Work instruction 1:
Reproduce verbatim everything in the passage on war cycles from "As things actually" down to "Battles, plus one.".
Work instruction 2:
Write the next part of the passage on cycles in international battles, picking up after its final sentence.

Excerpted passage:
• • • • • • •
This forecast has come true for the main structure of international battles, for seventeen years! Here is another chart (Figure 50) showing the synthesis (broken line) projected to 1975 compared with the actual index to 1958, its most recent value.


Of course, this forecast was very crude. It used very few cycles. It used no cycles shorter than eleven years, which is like trying to paint a portrait with the foot of an elephant for a brush. All the forecast really said is that times would be rough the world over, in the 1960's, with the possibility that there would be a double peak, the first one in the early sixties and the second one at the end of the decade. The middle 1970's should be reasonably peaceful.


As things actually unfolded, there was a bit of a peak in the first half of the 1960's (India and China, Holland and Indonesia, Syria and Egypt, Tibet and China, etc.), but, of course, these minor skirmishes were completely overshadowed in the latter part of the 1960's by the war in Vietnam.


Since the work of 1952 four additional cycles in war have been discovered.
 

Fig. 50.

Index of International Battles, 1820-1958
The solid line represents the actual Index of International Battles, plus one.

The broken line is the synthesis, or combination, of cycles from the bottom of Figure 49

extended backward for 90 years to 1820. As you will note, even with the use of only four cycles,

the synthesis comes fairly close to depicting the ebb and flow of international battles over this span of time.


Three, with average wavelengths of 17.71, 17.31, and 5.98 years, have been traced all the way back to 600 B.C.

 

The fourth cycle has a most unusual pattern. It alternates between 9.6-year cycles (remember the Canadian lynx?) and 12.35-year cycles for spans of 86.4 years, each clearly visible in the War Index, wave by wave, since A.D. 562.
• • • • • • •
Data shown:
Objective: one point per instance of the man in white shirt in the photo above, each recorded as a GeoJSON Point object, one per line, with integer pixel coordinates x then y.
• • • • • • •
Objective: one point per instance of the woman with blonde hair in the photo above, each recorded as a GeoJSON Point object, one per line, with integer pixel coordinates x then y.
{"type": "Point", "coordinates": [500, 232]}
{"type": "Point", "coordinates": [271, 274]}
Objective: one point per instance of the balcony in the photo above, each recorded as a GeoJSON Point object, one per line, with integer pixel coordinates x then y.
• • • • • • •
Task output 1:
As things actually unfolded, there was a bit of a peak in the first half of the 1960's (India and China, Holland and Indonesia, Syria and Egypt, Tibet and China, etc.), but, of course, these minor skirmishes were completely overshadowed in the latter part of the 1960's by the war in Vietnam.


Since the work of 1952 four additional cycles in war have been discovered.
 

Fig. 50.

Index of International Battles, 1820-1958
The solid line represents the actual Index of International Battles, plus one.

Task output 2:
These cycles, and others that we now have hints of, will undoubtedly modify the original projection made in 1952.
 

 


The Behavior of Wars
There is one aspect in the cycles of war that I find particularly fascinating. International battles clearly have their counterparts in both biological and economic cycles.

 

By a "biological" cycle I mean one that expresses itself predominantly in biological phenomena, such as animal abundance. By an "economic" cycle I mean one that expresses itself predominantly in economic phenomena, such as prices and production.

 

It is rare indeed for a phenomenon to evidence both kinds of cycles, but war does. For example, the 9.6-year cycle in war can also be found in forty-two different biological phenomena. On the other hand, the 17.7-year cycle in war is primarily an economic cycle.


As international war is sensitive to cyclic forces that are normally responded to only by animals and also to cyclic forces that are normally responded to only by men in their economic capacity, we may think of it as both an economic and a biological phenomenon. This is most interesting and unusual.


If we knew the particular aspect of animals, or of men, that responds to cyclic forces and the aspect of man as a producer and investor that responds to different cyclic forces, we might have an additional clue as to the causes and nature of war cycles in general.


How should we interpret these war cycles?

 

In my own mind I picture the space in which we live as filled with forces that alternately stimulate and depress all human beings - make them more or less optimistic, or make them more or less fearful. These forces do not control us, they merely influence us. They create a climate that is sometimes more favorable to war and sometimes less favorable.

 

War will come without the stimulus of these forces and wars will be avoided in spite of these stimuli, but, on the average, the probabilities for war are greater when the "climate" is right.


The evidence suggests that one of the major causes of war, if not the major cause, may be mass hysteria or combativeness, which occurs at reasonably regular rhythmic intervals.


What mysterious forces cause these war cycles, how they operate, and how we can control them - or their effects - may, in this nuclear age, be the most important discovery ever made by man.